Лондонская «Таймс» в номере от 15 декабря сообщила, что итальянские солдаты в Альпах массами гибнут от гангрены после обморожений. Тут-то англичане, участливые британские леди и джентльмены, и начали посылать теплую одежду своим отважным, но неимущим союзникам.
Итальянские парламентарии всполошились. Они опасались, что международный престиж Италии может потерпеть урон. И итальянские послы и посланники получили указание от своего министра — отнюдь не поощрять такого рода сборов. И сборы прекратились.
Самое удивительное, однако, что у итальянских промышленников в это время обнаружились кое-какие излишки теплого белья, но эти излишки продукции они старались повыгоднее сбыть за границу.
В самый разгар холодов итальянские фирмы предлагали российскому интендантству купить у них сотни тысяч пар теплых носков, теплого белья и тому подобной экипировки.
А положение итальянских фронтовиков в это время было прямо трагическим. Вот что писал много лет спустя один из солдат 1915 года:
«В кровавых битвах на Карсо целые бригады сгорали в адском огне. Число людей в батальонах уменьшалось до нескольких десятков… Солдаты не хотели войны, но с отчаянным упорством цеплялись за землю, стремясь выйти из ада на Карсо и достичь сказочного Триеста, который мерещился им, как мираж».
За первые полгода войны итальянская армия потеряла 268 тысяч человек. Однако, несмотря на все эти потери, Италия достигла лишь самого ничтожного результата. И властям Италии осталось только требовать у союзников немедленного наступления, чтобы оттянуть австрийские силы с итальянского фронта. Но военные задачи были только частью дела. Война нарушила всю структуру итальянского народного хозяйства. Оно и так не отличалось особой самостоятельностью и во многом держалось на давних связях с австрийской и германской промышленностью. Когда же связи эти были внезапно расторгнуты, итальянская промышленность оказалась в чрезвычайно затруднительном положении.

● Выборка из данных:

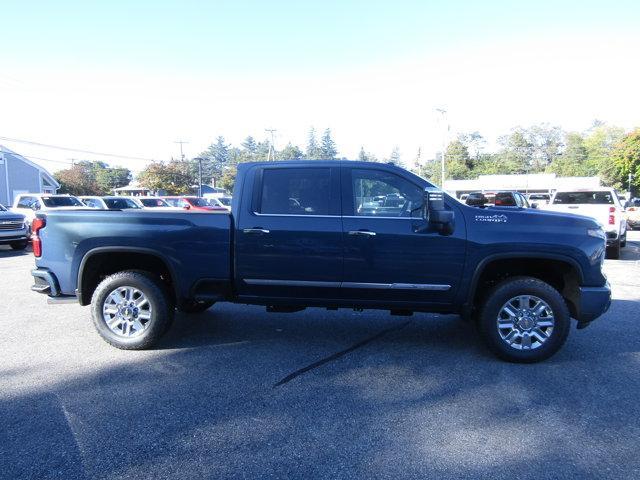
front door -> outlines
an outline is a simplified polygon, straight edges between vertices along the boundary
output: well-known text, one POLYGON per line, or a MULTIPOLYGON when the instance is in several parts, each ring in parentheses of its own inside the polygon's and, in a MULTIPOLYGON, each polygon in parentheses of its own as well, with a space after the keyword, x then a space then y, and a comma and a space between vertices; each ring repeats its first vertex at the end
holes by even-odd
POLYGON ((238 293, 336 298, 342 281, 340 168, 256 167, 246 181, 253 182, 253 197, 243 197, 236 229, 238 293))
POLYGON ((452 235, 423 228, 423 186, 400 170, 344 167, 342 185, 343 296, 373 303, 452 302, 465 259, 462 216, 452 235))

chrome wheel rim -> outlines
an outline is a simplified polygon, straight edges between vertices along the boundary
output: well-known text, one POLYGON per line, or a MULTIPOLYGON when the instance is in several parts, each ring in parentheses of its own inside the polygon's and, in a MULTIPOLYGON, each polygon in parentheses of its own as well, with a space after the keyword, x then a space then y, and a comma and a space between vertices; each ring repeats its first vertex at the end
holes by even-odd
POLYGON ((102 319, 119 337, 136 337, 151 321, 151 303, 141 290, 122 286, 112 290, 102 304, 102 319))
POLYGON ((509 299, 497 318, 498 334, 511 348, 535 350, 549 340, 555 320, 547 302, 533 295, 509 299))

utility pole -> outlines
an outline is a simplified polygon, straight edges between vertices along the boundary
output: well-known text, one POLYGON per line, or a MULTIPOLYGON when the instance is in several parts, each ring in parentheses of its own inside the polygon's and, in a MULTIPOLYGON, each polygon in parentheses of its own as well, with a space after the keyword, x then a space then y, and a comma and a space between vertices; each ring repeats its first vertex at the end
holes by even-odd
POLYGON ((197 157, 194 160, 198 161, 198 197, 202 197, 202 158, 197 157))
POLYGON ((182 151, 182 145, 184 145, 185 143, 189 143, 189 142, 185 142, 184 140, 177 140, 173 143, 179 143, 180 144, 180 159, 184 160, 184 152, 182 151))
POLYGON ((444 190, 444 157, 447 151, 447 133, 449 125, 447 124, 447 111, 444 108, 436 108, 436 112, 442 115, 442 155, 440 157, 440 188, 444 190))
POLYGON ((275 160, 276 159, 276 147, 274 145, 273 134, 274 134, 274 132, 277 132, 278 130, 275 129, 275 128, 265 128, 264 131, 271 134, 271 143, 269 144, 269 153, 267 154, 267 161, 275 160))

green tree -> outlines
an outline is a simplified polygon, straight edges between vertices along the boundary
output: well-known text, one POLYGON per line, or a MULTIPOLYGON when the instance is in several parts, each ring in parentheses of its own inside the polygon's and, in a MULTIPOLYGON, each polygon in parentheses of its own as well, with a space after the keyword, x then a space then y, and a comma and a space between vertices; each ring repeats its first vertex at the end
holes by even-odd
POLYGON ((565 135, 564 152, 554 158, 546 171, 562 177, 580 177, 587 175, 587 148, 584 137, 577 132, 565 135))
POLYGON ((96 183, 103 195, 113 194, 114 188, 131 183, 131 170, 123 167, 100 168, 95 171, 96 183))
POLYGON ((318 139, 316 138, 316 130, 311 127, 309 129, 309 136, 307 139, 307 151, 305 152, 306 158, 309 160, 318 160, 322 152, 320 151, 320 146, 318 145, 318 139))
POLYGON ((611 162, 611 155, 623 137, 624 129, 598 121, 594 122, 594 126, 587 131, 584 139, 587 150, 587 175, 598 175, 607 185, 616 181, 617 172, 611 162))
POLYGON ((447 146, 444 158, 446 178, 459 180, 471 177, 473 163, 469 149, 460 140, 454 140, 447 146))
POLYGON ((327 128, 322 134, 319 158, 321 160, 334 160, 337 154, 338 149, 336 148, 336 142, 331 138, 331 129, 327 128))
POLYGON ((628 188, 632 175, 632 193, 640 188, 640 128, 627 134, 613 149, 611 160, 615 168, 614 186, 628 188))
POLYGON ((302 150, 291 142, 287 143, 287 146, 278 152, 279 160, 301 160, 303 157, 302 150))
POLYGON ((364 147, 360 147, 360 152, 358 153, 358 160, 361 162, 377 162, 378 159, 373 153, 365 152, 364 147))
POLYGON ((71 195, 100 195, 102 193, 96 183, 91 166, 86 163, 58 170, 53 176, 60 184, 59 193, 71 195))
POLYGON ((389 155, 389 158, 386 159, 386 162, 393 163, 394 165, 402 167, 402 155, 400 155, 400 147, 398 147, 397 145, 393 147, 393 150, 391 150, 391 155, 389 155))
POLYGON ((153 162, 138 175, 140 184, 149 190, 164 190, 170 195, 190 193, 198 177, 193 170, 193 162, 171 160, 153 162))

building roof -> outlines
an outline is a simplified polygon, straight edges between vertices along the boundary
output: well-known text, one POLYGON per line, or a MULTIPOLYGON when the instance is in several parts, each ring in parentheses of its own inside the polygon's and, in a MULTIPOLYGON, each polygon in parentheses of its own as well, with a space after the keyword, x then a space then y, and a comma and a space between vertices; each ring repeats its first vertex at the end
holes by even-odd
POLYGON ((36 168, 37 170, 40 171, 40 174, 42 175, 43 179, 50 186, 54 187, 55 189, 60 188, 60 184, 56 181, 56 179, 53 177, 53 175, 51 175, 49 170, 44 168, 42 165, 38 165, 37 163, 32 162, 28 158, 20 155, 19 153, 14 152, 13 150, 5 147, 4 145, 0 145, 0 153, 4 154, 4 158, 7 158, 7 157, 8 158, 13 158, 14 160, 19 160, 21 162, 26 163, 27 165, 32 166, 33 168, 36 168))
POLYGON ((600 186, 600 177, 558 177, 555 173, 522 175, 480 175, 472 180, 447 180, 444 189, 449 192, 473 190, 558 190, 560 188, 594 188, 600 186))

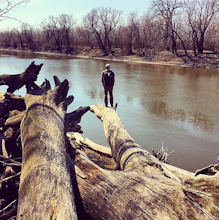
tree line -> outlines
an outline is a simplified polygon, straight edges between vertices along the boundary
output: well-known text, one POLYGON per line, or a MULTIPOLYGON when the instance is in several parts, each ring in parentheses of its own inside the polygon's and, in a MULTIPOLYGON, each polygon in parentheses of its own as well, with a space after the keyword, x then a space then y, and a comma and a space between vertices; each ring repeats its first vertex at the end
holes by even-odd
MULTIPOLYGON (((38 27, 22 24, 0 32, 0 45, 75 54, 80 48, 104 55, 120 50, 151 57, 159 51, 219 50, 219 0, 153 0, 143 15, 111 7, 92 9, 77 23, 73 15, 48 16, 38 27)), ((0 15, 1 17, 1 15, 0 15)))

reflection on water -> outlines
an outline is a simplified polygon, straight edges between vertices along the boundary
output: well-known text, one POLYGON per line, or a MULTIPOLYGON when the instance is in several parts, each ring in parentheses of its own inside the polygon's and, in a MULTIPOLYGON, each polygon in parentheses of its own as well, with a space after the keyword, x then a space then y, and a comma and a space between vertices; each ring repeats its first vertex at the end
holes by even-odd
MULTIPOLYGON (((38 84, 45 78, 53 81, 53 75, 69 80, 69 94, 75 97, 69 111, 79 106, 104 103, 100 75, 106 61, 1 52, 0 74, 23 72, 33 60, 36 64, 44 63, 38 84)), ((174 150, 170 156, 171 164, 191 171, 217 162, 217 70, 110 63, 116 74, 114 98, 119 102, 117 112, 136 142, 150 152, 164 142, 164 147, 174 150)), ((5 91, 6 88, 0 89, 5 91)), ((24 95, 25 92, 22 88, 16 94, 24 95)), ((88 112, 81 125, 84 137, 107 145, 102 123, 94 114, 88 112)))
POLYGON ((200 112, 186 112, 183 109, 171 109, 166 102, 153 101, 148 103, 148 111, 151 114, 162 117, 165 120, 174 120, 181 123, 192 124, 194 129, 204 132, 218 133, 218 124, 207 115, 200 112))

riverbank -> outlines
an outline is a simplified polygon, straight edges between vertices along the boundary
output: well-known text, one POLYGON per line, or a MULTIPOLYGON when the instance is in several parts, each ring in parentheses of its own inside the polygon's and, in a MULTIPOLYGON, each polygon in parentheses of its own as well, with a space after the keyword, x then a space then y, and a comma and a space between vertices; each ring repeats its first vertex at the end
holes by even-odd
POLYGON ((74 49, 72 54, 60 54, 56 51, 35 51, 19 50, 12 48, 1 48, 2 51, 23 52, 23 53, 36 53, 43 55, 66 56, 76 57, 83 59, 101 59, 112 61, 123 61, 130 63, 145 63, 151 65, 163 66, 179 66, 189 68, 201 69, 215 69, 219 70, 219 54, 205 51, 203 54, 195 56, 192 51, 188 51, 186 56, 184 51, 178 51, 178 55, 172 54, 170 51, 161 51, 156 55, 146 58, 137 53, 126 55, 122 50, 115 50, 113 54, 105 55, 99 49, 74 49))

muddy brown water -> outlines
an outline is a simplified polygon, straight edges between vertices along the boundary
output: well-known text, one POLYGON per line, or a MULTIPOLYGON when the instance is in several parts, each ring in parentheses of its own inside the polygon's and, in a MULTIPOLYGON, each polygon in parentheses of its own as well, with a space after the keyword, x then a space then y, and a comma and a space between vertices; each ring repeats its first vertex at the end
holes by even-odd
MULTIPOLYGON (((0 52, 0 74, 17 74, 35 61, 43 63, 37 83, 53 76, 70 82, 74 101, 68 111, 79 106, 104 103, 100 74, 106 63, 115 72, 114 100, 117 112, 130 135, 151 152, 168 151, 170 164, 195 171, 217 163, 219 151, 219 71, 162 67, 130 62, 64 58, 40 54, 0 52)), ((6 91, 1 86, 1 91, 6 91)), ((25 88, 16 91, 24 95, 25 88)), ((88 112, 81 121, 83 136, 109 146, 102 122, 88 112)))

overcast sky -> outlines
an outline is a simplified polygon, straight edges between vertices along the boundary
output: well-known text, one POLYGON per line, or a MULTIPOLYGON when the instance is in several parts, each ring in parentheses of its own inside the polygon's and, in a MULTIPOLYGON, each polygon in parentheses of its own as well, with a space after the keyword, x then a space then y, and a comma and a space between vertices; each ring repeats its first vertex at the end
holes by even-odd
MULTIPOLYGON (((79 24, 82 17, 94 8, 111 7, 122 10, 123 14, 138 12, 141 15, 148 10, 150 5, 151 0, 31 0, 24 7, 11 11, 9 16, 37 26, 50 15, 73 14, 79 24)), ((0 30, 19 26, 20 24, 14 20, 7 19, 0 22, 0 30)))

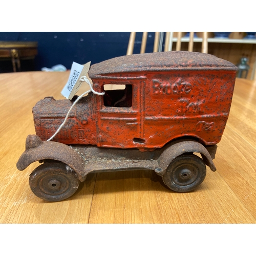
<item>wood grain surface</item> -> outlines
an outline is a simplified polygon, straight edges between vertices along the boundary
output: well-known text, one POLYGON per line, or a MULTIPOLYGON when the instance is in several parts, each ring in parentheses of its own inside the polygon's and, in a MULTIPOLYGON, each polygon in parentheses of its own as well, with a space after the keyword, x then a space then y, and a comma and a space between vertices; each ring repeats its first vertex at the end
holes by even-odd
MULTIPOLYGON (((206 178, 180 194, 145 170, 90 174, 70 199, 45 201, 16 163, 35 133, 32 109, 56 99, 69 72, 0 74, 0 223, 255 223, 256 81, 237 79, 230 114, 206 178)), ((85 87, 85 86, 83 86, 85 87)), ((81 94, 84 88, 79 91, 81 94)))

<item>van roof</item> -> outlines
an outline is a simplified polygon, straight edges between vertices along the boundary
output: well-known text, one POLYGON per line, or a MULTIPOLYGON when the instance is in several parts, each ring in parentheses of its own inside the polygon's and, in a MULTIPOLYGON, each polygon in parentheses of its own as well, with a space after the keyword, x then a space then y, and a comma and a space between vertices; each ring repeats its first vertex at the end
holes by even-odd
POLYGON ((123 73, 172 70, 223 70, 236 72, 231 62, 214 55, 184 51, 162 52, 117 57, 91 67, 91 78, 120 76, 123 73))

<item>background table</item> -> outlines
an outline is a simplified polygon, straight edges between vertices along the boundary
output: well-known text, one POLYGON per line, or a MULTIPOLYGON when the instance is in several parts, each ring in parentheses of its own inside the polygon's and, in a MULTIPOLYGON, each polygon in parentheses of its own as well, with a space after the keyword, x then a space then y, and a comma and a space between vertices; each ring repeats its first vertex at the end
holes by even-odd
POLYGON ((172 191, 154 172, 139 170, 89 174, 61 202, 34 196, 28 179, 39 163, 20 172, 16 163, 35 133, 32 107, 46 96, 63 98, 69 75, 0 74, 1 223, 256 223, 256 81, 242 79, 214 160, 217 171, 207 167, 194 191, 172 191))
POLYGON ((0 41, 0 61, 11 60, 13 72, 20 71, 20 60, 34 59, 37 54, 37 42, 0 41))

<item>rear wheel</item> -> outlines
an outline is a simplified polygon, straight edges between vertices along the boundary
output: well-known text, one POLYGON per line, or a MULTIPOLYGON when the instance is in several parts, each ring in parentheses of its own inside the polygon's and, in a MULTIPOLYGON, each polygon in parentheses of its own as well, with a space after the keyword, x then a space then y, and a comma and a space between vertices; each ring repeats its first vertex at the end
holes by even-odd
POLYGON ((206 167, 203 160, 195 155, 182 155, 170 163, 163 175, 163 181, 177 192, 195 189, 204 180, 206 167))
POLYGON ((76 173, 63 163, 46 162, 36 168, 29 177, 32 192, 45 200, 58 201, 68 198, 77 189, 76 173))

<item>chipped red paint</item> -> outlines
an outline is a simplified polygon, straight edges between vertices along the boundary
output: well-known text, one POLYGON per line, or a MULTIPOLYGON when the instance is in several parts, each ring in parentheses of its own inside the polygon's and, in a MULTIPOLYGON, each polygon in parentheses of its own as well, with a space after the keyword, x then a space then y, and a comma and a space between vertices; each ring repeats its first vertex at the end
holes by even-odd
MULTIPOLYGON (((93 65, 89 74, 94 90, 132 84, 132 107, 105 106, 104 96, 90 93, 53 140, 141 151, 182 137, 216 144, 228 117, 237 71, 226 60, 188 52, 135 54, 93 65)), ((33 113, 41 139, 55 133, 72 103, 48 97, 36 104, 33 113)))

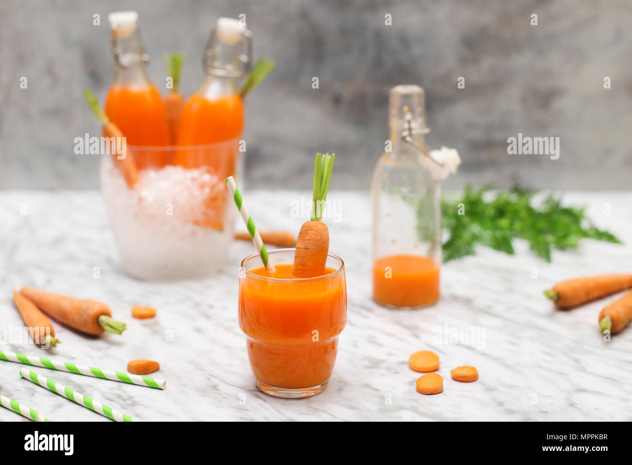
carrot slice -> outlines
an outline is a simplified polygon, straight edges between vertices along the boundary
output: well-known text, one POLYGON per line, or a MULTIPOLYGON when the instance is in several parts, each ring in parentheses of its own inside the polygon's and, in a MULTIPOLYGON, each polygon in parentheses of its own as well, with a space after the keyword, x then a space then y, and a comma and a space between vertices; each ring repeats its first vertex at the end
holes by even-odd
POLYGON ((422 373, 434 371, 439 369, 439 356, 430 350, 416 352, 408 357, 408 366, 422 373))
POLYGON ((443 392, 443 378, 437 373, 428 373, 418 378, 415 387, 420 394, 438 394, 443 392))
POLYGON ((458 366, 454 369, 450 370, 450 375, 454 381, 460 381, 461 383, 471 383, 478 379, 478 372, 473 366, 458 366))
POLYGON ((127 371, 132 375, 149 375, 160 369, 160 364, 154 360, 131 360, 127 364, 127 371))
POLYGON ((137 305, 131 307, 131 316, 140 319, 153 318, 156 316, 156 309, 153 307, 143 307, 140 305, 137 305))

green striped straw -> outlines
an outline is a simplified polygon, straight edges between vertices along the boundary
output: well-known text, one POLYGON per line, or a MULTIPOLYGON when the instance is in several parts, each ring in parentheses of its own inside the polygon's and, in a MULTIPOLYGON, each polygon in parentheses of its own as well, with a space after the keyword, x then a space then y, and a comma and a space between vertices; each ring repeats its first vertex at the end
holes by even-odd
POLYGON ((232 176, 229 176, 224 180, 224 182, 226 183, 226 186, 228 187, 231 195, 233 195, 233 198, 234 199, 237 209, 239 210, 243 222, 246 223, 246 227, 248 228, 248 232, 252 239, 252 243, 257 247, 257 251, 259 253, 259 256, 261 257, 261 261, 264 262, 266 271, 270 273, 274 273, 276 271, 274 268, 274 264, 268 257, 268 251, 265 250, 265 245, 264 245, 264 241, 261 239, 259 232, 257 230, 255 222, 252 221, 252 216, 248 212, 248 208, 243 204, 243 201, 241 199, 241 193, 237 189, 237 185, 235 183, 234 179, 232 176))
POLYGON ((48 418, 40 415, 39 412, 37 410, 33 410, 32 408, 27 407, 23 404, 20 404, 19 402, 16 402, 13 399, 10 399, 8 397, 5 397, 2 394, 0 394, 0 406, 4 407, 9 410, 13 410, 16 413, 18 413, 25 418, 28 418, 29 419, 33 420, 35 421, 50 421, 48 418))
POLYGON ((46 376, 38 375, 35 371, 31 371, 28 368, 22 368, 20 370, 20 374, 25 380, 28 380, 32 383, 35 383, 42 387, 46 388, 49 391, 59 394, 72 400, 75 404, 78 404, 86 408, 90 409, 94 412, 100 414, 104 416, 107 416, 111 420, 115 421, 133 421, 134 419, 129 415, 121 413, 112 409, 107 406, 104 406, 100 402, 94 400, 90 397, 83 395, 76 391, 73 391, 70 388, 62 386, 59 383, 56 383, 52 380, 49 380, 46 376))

● Цель задания:
Извлеките из отрывка об итальянской армии фрагмент от слов «Итальянские парламентарии всполошились.» вплоть до слов «сбыть за границу.» включительно, без изменений. Записи — самостоятельный материал, отдельный от отрывка.

● Ответ к заданию:
Итальянские парламентарии всполошились. Они опасались, что международный престиж Италии может потерпеть урон. И итальянские послы и посланники получили указание от своего министра — отнюдь не поощрять такого рода сборов. И сборы прекратились.
Самое удивительное, однако, что у итальянских промышленников в это время обнаружились кое-какие излишки теплого белья, но эти излишки продукции они старались повыгоднее сбыть за границу.